EXERCISE OBJECTIVE:
Starting at the beginning of the records and ending at the line containing "x=166 y=127", output each line as one string in a JSON list. Skip blank lines and leave out the pictures.

Start of DATA SUPPLIED

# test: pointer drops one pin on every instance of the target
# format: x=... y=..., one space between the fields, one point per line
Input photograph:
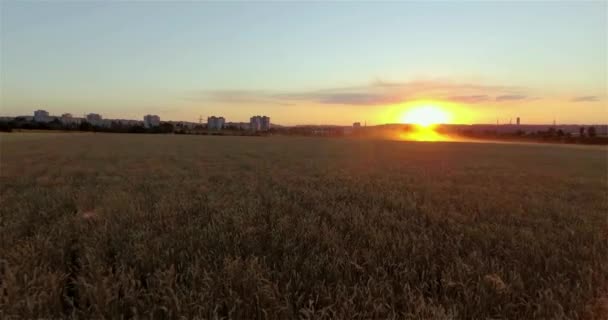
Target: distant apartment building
x=94 y=119
x=151 y=121
x=68 y=119
x=237 y=125
x=215 y=123
x=41 y=116
x=259 y=123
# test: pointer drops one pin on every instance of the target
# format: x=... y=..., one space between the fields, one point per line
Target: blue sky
x=326 y=62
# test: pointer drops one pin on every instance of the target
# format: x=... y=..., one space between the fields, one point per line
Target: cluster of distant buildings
x=256 y=123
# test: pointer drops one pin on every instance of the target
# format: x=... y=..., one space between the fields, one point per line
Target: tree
x=85 y=126
x=166 y=127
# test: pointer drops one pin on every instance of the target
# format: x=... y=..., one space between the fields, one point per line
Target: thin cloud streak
x=585 y=99
x=376 y=93
x=511 y=97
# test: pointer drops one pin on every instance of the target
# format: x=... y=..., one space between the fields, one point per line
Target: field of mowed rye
x=168 y=226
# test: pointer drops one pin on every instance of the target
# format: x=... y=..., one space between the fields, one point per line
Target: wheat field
x=203 y=227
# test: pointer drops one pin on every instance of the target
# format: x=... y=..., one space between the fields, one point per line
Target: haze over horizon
x=307 y=63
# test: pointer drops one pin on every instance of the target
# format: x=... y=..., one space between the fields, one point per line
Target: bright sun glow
x=425 y=116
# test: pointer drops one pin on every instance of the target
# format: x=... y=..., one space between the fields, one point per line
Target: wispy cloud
x=585 y=99
x=470 y=99
x=511 y=97
x=376 y=93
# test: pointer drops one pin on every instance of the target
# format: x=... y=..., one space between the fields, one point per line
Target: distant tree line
x=114 y=126
x=587 y=135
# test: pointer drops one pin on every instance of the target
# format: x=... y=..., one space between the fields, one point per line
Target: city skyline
x=321 y=63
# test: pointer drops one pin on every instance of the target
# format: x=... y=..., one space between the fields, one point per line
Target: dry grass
x=161 y=226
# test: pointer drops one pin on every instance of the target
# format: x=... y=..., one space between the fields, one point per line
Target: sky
x=307 y=63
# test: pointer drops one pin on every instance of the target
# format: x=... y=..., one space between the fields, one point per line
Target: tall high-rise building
x=41 y=116
x=259 y=123
x=215 y=123
x=151 y=121
x=94 y=118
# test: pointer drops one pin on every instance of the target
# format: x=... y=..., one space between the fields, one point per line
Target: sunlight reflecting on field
x=424 y=133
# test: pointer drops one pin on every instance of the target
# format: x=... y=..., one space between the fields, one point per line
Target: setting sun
x=426 y=116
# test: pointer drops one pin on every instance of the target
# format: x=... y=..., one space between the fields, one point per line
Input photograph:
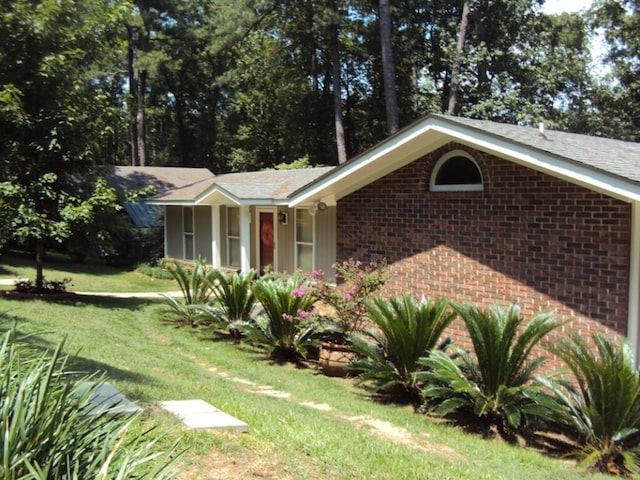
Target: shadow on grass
x=75 y=300
x=62 y=265
x=82 y=366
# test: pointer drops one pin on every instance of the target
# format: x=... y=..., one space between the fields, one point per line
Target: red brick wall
x=527 y=238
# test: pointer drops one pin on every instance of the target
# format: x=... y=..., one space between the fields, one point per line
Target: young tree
x=52 y=115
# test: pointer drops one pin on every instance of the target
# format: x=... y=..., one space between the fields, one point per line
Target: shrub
x=356 y=282
x=406 y=331
x=48 y=286
x=195 y=284
x=284 y=329
x=600 y=409
x=493 y=389
x=48 y=432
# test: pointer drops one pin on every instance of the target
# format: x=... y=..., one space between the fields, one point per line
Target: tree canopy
x=235 y=86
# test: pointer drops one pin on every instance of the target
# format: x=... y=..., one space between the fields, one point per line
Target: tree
x=388 y=67
x=620 y=22
x=53 y=115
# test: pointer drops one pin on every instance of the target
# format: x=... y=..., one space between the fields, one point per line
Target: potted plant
x=344 y=311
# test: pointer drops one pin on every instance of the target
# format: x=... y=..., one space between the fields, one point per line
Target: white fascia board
x=569 y=171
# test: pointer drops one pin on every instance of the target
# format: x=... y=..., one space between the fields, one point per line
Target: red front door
x=267 y=243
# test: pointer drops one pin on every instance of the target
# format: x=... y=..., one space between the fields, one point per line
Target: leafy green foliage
x=406 y=331
x=195 y=283
x=234 y=300
x=49 y=432
x=494 y=387
x=356 y=282
x=600 y=408
x=285 y=328
x=53 y=116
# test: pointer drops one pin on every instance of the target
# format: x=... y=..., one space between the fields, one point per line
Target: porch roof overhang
x=611 y=167
x=262 y=188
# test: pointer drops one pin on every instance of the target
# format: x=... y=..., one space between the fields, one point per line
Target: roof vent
x=541 y=129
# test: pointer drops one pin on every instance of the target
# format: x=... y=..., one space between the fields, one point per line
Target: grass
x=325 y=428
x=84 y=277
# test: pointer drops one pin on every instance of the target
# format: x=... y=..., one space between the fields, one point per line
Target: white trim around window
x=465 y=186
x=188 y=237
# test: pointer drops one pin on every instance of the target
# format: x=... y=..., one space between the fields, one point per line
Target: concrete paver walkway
x=199 y=414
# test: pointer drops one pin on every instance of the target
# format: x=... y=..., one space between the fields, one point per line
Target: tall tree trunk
x=479 y=17
x=132 y=98
x=388 y=68
x=141 y=118
x=335 y=80
x=455 y=69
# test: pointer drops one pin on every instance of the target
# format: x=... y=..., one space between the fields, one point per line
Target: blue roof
x=145 y=215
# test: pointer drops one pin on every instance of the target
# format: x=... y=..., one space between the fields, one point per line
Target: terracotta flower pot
x=334 y=359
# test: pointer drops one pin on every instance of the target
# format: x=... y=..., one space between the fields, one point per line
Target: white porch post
x=245 y=238
x=215 y=236
x=633 y=327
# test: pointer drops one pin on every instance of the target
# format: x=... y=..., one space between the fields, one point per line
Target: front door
x=267 y=241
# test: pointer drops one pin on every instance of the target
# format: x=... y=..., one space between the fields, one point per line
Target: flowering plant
x=285 y=328
x=355 y=282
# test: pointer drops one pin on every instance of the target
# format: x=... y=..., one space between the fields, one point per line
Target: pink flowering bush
x=286 y=328
x=356 y=281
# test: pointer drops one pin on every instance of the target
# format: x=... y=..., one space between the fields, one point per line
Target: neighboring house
x=468 y=209
x=163 y=179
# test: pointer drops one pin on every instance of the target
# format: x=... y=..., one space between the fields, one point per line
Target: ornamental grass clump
x=49 y=433
x=492 y=390
x=286 y=328
x=599 y=408
x=407 y=330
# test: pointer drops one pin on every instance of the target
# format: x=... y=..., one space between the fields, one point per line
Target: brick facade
x=527 y=237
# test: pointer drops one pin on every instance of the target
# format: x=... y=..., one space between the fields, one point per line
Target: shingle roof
x=266 y=186
x=616 y=157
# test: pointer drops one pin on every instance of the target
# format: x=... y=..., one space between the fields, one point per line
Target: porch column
x=633 y=320
x=215 y=236
x=245 y=238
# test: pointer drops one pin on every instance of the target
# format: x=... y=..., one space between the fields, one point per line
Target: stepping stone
x=108 y=399
x=199 y=414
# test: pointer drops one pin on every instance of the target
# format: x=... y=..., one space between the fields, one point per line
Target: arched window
x=456 y=171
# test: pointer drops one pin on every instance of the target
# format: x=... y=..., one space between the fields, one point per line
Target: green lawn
x=302 y=424
x=84 y=277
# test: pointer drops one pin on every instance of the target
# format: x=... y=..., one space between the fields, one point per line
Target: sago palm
x=494 y=386
x=600 y=408
x=282 y=329
x=406 y=331
x=194 y=283
x=234 y=300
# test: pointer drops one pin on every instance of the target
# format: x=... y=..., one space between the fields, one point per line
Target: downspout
x=215 y=236
x=633 y=327
x=245 y=238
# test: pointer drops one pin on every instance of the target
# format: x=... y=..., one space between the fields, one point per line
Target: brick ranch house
x=467 y=209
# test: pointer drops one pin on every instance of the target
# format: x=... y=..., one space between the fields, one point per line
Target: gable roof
x=608 y=166
x=268 y=187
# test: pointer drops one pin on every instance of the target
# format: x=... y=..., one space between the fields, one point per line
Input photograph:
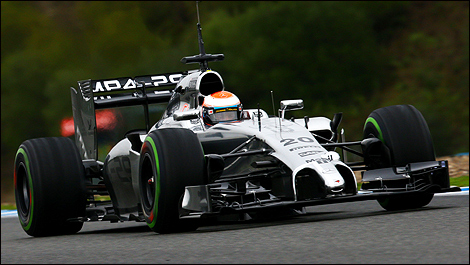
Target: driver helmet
x=222 y=106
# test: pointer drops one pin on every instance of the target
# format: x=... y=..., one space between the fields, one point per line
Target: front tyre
x=49 y=186
x=403 y=129
x=170 y=159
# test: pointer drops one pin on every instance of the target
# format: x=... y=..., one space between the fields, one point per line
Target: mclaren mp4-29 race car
x=209 y=158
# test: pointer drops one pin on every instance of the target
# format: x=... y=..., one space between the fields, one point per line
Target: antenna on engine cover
x=203 y=59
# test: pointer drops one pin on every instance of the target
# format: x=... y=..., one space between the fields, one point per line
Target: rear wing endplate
x=111 y=93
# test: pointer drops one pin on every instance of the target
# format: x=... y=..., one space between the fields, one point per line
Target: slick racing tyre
x=403 y=129
x=170 y=159
x=49 y=186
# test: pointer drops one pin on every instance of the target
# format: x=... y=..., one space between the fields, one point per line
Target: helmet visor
x=223 y=114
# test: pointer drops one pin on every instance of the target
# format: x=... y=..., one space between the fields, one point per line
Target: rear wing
x=111 y=93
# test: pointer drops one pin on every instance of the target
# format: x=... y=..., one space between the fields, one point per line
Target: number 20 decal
x=290 y=141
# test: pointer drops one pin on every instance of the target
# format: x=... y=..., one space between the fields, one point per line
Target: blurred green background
x=350 y=57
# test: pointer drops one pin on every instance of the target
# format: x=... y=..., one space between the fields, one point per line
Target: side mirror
x=186 y=115
x=294 y=104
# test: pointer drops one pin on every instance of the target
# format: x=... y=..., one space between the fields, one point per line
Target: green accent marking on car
x=157 y=182
x=374 y=122
x=30 y=182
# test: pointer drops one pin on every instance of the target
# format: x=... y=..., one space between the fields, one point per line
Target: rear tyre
x=170 y=159
x=403 y=129
x=49 y=186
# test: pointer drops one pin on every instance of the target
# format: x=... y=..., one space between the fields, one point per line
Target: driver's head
x=221 y=106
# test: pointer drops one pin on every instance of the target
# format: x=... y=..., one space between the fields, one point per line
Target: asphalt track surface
x=358 y=232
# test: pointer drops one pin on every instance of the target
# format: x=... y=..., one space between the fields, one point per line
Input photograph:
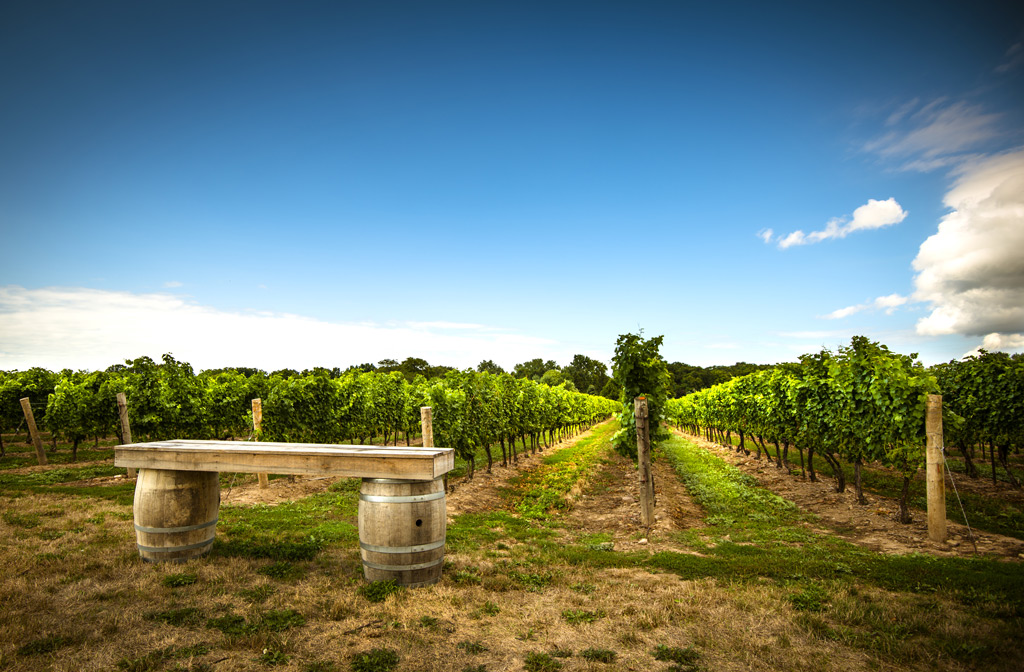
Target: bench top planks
x=306 y=459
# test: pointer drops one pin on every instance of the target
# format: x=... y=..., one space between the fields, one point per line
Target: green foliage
x=378 y=591
x=598 y=655
x=320 y=666
x=375 y=660
x=686 y=659
x=811 y=598
x=283 y=570
x=536 y=662
x=579 y=617
x=272 y=656
x=639 y=370
x=258 y=594
x=472 y=647
x=179 y=580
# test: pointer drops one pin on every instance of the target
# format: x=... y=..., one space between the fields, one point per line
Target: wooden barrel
x=401 y=531
x=175 y=513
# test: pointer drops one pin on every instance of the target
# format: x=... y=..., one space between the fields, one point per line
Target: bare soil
x=875 y=526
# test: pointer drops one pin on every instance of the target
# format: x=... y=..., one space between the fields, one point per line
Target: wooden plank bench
x=401 y=517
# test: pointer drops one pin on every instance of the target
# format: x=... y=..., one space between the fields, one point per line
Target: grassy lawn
x=754 y=589
x=999 y=515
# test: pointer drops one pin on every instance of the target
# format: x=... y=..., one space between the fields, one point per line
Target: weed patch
x=598 y=655
x=179 y=580
x=284 y=571
x=375 y=660
x=536 y=662
x=580 y=617
x=378 y=591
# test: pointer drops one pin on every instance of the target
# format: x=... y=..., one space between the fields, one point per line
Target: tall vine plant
x=639 y=371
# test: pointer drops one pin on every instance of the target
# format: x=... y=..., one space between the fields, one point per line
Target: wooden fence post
x=427 y=423
x=934 y=477
x=33 y=431
x=125 y=425
x=264 y=479
x=643 y=457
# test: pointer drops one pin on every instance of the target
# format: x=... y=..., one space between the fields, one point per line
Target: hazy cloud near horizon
x=91 y=329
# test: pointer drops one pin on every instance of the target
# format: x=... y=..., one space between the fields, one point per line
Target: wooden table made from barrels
x=401 y=521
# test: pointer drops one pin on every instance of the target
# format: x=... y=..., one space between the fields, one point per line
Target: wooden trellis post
x=33 y=431
x=643 y=457
x=264 y=479
x=934 y=476
x=125 y=425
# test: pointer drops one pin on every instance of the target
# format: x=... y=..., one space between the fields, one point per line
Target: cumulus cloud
x=888 y=303
x=873 y=214
x=972 y=270
x=91 y=329
x=937 y=134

End of DATA SUPPLIED

EXERCISE OUTPUT:
[
  "# test: pointer drops one pin on every instance of the target",
  "# format: x=... y=..., one space between the fields, one point per line",
  "Input photograph:",
  "Target: distant apartment building",
  "x=94 y=119",
  "x=151 y=121",
  "x=68 y=119",
  "x=237 y=125",
  "x=215 y=123",
  "x=41 y=116",
  "x=259 y=123",
  "# test: pointer drops one pin on every instance of the target",
  "# format: x=... y=..., one space between the fields, one point per line",
  "Target: blue sky",
  "x=326 y=62",
  "# test: pointer drops one pin on every instance of the target",
  "# format: x=... y=..., one space between the fields, one point per line",
  "Target: cluster of distant buildings",
  "x=256 y=123",
  "# test: pointer drops one pin on every instance of the target",
  "# format: x=... y=..., one space between the fields, one point per line",
  "Target: tree",
  "x=85 y=126",
  "x=166 y=127"
]